[Point-per-instance localization data]
^^^^
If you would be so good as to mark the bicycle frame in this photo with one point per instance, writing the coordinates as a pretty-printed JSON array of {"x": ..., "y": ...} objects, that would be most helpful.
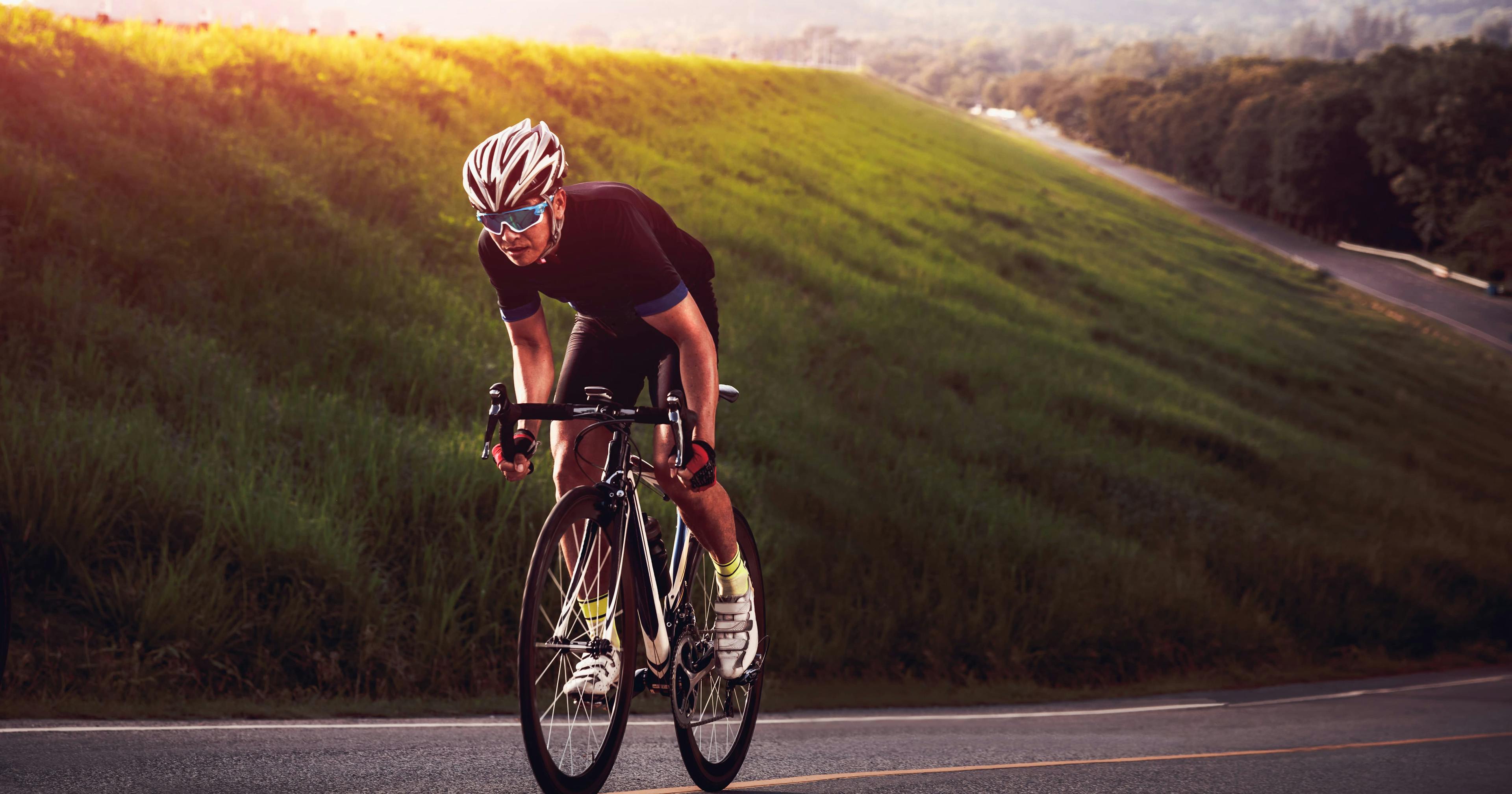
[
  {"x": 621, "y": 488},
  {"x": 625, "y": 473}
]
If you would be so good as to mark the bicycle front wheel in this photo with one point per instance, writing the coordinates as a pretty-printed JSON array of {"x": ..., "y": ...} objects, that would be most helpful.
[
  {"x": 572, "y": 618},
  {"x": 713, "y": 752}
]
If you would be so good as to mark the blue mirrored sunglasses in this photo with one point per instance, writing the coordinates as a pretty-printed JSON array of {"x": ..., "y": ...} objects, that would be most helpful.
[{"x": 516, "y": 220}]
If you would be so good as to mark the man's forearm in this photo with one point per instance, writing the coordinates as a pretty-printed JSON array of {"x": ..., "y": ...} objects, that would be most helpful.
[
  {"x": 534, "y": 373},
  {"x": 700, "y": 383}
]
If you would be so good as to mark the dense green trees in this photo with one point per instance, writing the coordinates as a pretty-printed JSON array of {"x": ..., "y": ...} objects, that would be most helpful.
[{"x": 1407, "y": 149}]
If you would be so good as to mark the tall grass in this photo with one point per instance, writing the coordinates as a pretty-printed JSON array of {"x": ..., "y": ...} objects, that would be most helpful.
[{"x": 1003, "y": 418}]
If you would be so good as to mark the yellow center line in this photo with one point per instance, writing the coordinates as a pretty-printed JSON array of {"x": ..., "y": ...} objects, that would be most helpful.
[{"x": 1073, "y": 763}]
^^^^
_Directions:_
In the records above, find the line containing "the bicycle front"; please retype it and every line after it through the last line, exactly and with nothing else.

_Task result:_
If you would be so good as to mark the bicycle front wheel in this photo with one point per instance, writing the coordinates as a pretty-printed JSON array of {"x": ..., "y": ...} objects, that would be most helpful.
[
  {"x": 572, "y": 618},
  {"x": 713, "y": 752}
]
If you would be so good as to mark the blue mirrored sunglasses in this photo with one point per instance, writing the coordinates as a pretty-printed JSON array of {"x": ..., "y": ...} objects, that would be most helpful.
[{"x": 516, "y": 220}]
If you would be so good as to mark the man's forearm in this photo with one point per instance, writing the coordinates as a pretty-printed JSON array of {"x": ..., "y": ...} objects, that would be most helpful.
[
  {"x": 534, "y": 373},
  {"x": 700, "y": 383}
]
If you would be so good as to mark the dense green trees in this photo with one point per instance, writing the coordinates as a pretty-printed JSON array of {"x": ..., "y": ...} objects, that would be most helpful.
[{"x": 1407, "y": 149}]
If you would be so good as to mark the tall grass in this photo with one point per instance, writing the coordinates as a pretty-printed JSON array of {"x": ..., "y": ...} objects, that would be most helpful.
[{"x": 1003, "y": 418}]
If you would be so good as to mark the yellow center line in this photo with one point per instance, writing the coordinates as a pretty-printed JSON array of {"x": ..., "y": ...} objects, that would be most helpful.
[{"x": 1073, "y": 763}]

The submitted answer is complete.